STATED PROBLEM A
Please gather every line of the rows below that contains the word "metal".

PAGE TEXT

The former Auburn coach sent a message to Auburn supporters, alumni and fans via mass e-mail Monday evening where he called the hiring of Chizik “a very emotional time for the Auburn family.”
He got that right.
He told the Auburn family it reminded him of when he was hired in 1981. He defended athletic director Jay Jacobs and those involved in hiring Chizik, despite a 5-19 record in two seasons as Iowa State’s head coach.
“Unless you have walked in their shoes, you cannot begin to understand all that is involved in the process of making these decisions,” Dye wrote.
There is no doubt Chizik has split the faithful. Dye -- and anyone else with eyes and ears -- knows that.
After the administration dumped Tommy Tuberville, Auburn people were looking for a little more than a career assistant coach who lost 10 games in a row to close his second season as a head coach.
Dye said don’t be scared by Chizik’s recent failure.
“His record don’t make any difference,” Dye said after the news conference. “Coach Bryant won one game his first year at Texas A&M. Coach Jordan won seven his first two years at Auburn. His record, that record don’t mean nothing. We hired a man and a coach, not a record.”
OK, so the object is not to win? If the record does not count, why is Tuberville, a man who won 85 games and lost 40 in 10 seasons, gone after a 5-7 season?
But Dye was not through making his point that you should look past what happened at Iowa State. He pointed north to coach Nick Saban and Alabama.
“Saban went 6-6 last year and got his a-- beat by Louisiana-Monroe at Alabama,” Dye said. “Can you imagine that? Huh? You think those Alabama people were proud of Saban when they walked out and got their a-- beat by Louisiana-Monroe. It happens, you know?”
Said the right things
But this wasn’t a day to talk about Alabama; it was a day to talk about Auburn.
Chizik, Auburn’s defensive coordinator from 2002-2004, said all of the right things.
“War Eagle,” he started.
He then looked at Jacobs and said, “I can assure you, you hired the right man.”
Dye, who was kept at arm’s length during the Tuberville era, is confident the right man was selected.

EXTRACTED MATERIAL

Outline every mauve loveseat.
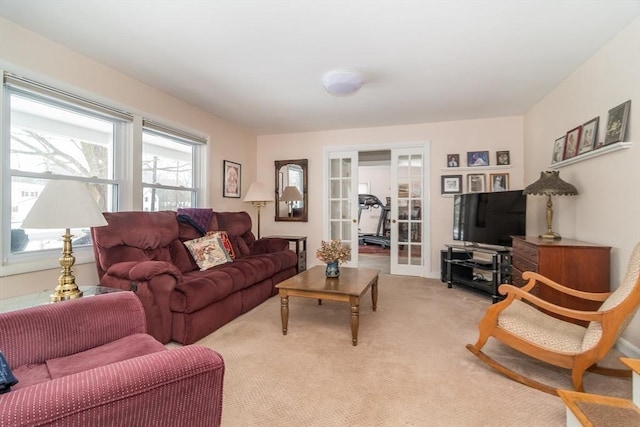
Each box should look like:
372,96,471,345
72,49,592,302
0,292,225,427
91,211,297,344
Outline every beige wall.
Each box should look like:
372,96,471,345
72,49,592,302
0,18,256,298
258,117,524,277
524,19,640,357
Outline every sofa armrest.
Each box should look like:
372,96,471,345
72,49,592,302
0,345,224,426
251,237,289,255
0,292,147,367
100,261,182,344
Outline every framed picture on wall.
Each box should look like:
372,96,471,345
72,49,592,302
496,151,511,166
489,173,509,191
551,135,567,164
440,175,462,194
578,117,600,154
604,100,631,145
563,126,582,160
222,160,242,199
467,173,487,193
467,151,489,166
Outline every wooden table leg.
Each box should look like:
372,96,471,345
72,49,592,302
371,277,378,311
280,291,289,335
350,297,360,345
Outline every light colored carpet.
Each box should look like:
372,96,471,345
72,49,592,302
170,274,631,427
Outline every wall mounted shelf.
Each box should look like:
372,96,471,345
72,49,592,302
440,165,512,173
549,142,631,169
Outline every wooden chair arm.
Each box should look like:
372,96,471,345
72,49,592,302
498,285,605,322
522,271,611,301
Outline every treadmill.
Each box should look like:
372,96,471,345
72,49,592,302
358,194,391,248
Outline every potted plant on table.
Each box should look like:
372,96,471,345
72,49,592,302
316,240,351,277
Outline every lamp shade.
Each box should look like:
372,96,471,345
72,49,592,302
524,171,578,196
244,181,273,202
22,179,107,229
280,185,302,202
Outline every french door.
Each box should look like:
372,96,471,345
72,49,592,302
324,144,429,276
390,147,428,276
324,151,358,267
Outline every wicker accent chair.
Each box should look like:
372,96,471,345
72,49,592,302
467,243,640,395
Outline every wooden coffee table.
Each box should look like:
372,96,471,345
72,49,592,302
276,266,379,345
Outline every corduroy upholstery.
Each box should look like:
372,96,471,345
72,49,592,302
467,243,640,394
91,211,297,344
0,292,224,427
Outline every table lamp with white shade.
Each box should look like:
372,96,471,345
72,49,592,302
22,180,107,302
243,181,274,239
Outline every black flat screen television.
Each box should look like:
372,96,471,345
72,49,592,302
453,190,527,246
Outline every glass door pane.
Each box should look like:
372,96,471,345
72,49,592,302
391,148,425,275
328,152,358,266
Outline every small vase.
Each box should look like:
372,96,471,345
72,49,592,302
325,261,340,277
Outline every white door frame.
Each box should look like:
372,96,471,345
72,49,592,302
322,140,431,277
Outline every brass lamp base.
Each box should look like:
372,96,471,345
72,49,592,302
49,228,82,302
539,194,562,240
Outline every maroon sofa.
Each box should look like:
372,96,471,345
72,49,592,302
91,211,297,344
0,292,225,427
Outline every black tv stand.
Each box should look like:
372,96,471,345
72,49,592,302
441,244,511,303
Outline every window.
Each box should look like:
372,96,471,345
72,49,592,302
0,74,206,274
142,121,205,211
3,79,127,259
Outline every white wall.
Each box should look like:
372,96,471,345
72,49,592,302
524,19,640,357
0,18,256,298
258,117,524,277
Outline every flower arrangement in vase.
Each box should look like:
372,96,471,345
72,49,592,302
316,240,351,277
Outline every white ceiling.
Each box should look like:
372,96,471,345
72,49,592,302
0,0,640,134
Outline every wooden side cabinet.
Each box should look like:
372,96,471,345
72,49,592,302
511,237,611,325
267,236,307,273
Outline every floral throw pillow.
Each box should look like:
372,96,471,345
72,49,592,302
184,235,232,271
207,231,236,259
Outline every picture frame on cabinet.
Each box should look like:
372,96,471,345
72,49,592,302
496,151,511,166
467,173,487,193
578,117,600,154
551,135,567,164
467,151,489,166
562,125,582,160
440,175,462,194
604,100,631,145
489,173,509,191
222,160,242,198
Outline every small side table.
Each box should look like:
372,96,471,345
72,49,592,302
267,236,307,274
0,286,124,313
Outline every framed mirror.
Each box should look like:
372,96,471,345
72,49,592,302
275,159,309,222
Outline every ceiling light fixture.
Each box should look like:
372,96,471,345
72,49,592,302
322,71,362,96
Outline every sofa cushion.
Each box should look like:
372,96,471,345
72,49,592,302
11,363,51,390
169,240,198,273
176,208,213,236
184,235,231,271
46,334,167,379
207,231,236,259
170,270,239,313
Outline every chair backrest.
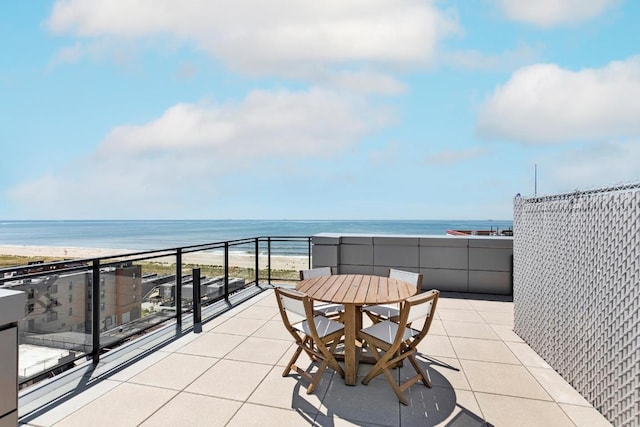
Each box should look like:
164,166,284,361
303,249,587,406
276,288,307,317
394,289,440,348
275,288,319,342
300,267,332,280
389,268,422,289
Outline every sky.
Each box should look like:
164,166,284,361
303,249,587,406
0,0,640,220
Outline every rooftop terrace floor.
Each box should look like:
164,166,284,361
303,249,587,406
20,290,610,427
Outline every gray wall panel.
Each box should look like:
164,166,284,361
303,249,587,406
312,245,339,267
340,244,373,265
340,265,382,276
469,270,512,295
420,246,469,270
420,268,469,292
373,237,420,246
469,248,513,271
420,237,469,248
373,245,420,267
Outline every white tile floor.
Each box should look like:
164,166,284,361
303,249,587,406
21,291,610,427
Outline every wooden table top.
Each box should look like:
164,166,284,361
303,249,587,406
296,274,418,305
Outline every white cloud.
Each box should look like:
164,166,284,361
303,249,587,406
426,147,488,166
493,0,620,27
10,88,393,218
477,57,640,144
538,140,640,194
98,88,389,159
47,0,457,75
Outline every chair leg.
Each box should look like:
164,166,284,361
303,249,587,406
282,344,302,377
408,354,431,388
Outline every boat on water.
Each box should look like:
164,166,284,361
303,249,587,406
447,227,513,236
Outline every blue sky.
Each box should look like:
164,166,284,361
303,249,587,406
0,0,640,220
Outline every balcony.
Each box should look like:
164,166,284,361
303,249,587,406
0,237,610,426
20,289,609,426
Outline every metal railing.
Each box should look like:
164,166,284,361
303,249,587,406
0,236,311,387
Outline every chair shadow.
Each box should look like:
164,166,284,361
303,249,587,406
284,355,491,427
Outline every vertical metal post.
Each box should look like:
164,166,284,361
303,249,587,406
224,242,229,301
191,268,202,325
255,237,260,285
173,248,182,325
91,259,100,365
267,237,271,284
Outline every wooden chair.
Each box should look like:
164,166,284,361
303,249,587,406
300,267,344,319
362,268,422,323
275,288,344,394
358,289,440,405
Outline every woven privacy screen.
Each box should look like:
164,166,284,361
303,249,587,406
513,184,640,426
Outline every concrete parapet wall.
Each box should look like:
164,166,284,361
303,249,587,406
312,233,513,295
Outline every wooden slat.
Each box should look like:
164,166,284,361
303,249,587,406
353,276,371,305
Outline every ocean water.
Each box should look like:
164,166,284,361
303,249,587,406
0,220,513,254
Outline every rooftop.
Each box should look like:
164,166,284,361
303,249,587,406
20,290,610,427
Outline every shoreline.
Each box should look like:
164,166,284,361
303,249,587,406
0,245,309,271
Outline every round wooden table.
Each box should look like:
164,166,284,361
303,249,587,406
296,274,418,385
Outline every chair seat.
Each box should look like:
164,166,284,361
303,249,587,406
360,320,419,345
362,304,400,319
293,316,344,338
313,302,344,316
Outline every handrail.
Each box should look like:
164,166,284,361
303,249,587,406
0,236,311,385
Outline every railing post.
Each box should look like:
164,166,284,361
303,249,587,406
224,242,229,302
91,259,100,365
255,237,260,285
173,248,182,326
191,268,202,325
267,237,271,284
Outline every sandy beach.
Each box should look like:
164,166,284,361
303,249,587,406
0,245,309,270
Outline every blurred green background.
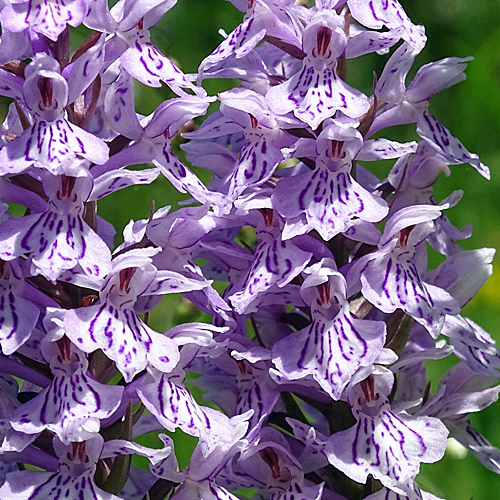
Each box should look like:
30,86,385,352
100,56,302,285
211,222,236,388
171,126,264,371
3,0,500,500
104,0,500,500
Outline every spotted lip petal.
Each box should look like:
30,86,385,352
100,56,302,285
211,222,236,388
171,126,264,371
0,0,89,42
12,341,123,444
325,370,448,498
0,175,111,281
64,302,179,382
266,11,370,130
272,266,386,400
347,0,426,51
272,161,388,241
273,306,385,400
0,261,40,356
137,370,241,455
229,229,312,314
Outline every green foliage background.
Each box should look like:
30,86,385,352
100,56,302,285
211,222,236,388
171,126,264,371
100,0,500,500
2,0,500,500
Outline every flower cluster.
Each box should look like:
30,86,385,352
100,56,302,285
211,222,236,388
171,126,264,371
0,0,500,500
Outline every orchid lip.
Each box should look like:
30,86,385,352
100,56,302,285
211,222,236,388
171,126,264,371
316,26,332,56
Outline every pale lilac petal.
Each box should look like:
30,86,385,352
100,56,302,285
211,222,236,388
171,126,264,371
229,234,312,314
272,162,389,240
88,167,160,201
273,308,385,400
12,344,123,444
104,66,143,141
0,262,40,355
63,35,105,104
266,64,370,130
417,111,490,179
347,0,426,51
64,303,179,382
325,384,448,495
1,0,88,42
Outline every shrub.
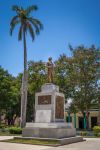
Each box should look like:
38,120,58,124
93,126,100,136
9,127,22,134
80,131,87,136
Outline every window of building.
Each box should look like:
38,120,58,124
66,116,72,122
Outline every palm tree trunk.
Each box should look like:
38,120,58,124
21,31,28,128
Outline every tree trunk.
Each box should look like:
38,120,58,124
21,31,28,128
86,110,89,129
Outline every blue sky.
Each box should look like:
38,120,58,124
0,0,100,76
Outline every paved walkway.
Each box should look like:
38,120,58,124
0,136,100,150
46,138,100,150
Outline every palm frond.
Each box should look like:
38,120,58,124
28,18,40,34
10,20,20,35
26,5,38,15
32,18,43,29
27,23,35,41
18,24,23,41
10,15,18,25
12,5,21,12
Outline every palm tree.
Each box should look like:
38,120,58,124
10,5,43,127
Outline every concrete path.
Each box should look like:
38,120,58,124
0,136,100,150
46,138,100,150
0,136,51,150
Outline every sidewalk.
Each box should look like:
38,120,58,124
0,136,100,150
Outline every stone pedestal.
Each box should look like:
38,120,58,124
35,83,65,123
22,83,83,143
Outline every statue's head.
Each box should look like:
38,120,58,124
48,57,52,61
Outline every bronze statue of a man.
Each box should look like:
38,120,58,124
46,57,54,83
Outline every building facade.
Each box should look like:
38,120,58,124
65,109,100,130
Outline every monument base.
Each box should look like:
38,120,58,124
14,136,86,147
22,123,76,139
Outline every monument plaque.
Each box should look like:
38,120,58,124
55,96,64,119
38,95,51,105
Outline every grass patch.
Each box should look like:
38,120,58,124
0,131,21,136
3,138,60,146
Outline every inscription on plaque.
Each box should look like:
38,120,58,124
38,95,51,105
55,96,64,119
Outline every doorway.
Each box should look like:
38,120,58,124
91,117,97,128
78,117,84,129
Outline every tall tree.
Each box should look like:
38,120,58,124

STATED PROBLEM B
In the Auburn coaching article, what was Chizik's record in his two seasons as Iowa State's head coach?

EXERCISE ANSWER A
Outline every metal railing.
Outline every vertical metal post.

EXERCISE ANSWER B
5-19